TINDAKAN YANG DIPERLUKAN 1:
Tolong jawab pertanyaan berikut berdasarkan teks tentang junk food.
(a) Di mana saja vending machine tersedia?
(b) Siapa yang terutama menjadikan junk food pilihan favorit?
(c) Apa saja yang diperlukan remaja dalam proporsi lebih tinggi dibandingkan masa kanak-kanak?
TINDAKAN YANG DIPERLUKAN 2:
Ganti "teman sebaya" dengan "rekan sebaya" pada teks tentang junk food, lalu tuliskan kembali bagian dari "Berdasarkan temuan yang" sampai "pilihan konsumsi mereka.".

TEKS PILIHAN:
==================================================

Siapa yang bisa menolak godaan lezatnya makanan cepat saji? Dari pizza yang menggugah selera dengan lelehan keju, burger juicy yang pecah di lidah, donat manis yang meleleh di mulut yang bikin ketagihan, semua ini seperti magnet yang menarik selera kita, menggoda untuk dinikmati setiap hari. Di era serba cepat ini, junk food telah menjadi bagian tak terpisahkan dari kehidupan sehari-hari masyarakat modern. Makanan cepat saji, camilan kemasan, dan minuman bersoda seolah menjadi solusi instan bagi mereka yang sibuk dan tak punya waktu untuk menyiapkan makanan sehat. Sayangnya, pola makan modern kita semakin didominasi oleh junk food. Terdapat restoran cepat saji ada di setiap sudut kota, vending machine tersedia di kantor dan tempat-tempat umum, sementara iklan makanan olahan menggoda kita setiap hari.
Junk food menjadi salah satu pilihan favorit bagi masyarakat modern terutama para remaja dan anak-anak karena praktis dan rasanya yang lezat, namun dibalik kelezatannya itu terdapat bahaya yang sering dihiraukan Masyarakat dan masih banyak yang mengkonsumsinya berlebihan. Mengkonsumsi junk food terus-menerus dengan jumlah yang banyak dapat beresiko terkena masalah kesehatan seperti diabaetes, penyakit jantung, kanker, dan penyakit berbahaya lainnya.
Berdasarkan temuan yang dipaparkan dalam blog Kementerian Kesehatan Direktorat Jenderal Pelayanan Kesehatan, kebutuhan gizi remaja memiliki karakteristik unik, baik dari perspektif biologis maupun psikologis. Dari segi biologis, asupan nutrisi remaja harus selaras dengan tingkat aktivitas mereka. Dibandingkan dengan masa kanak-kanak, remaja memerlukan proporsi protein, vitamin, dan mineral yang lebih tinggi untuk setiap unit energi yang dikonsumsi. Sementara itu, dari sudut pandang psikologis, faktor kesehatan seringkali bukan prioritas utama remaja dalam memilih makanan. Sebaliknya, pengaruh lingkungan sosial, tren budaya hedonistik, dan opini teman sebaya cenderung lebih dominan dalam menentukan pilihan konsumsi mereka.

==================================================

DATA YANG DITAMPILKAN:
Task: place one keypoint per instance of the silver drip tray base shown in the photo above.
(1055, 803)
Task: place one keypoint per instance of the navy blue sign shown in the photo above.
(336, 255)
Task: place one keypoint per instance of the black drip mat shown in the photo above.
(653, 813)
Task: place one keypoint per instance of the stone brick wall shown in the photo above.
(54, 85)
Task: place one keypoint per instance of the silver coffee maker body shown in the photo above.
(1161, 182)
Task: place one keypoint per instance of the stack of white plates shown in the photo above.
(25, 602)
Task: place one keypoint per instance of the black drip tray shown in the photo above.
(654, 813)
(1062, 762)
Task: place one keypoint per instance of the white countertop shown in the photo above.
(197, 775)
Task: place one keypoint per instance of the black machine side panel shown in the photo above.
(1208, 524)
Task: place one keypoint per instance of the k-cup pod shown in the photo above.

==================================================

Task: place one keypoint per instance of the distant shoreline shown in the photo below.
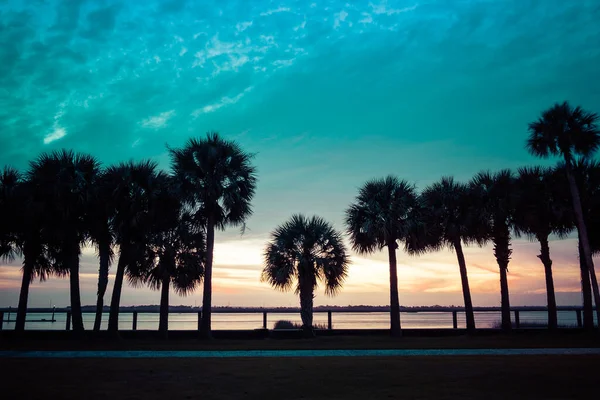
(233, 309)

==================================================

PEMBAHASAN JAWABAN 1:
(a) Di kantor dan tempat-tempat umum.
(b) Para remaja dan anak-anak.
(c) Protein, vitamin, dan mineral, untuk setiap unit energi yang dikonsumsi.

PEMBAHASAN JAWABAN 2:
Berdasarkan temuan yang dipaparkan dalam blog Kementerian Kesehatan Direktorat Jenderal Pelayanan Kesehatan, kebutuhan gizi remaja memiliki karakteristik unik, baik dari perspektif biologis maupun psikologis. Dari segi biologis, asupan nutrisi remaja harus selaras dengan tingkat aktivitas mereka. Dibandingkan dengan masa kanak-kanak, remaja memerlukan proporsi protein, vitamin, dan mineral yang lebih tinggi untuk setiap unit energi yang dikonsumsi. Sementara itu, dari sudut pandang psikologis, faktor kesehatan seringkali bukan prioritas utama remaja dalam memilih makanan. Sebaliknya, pengaruh lingkungan sosial, tren budaya hedonistik, dan opini rekan sebaya cenderung lebih dominan dalam menentukan pilihan konsumsi mereka.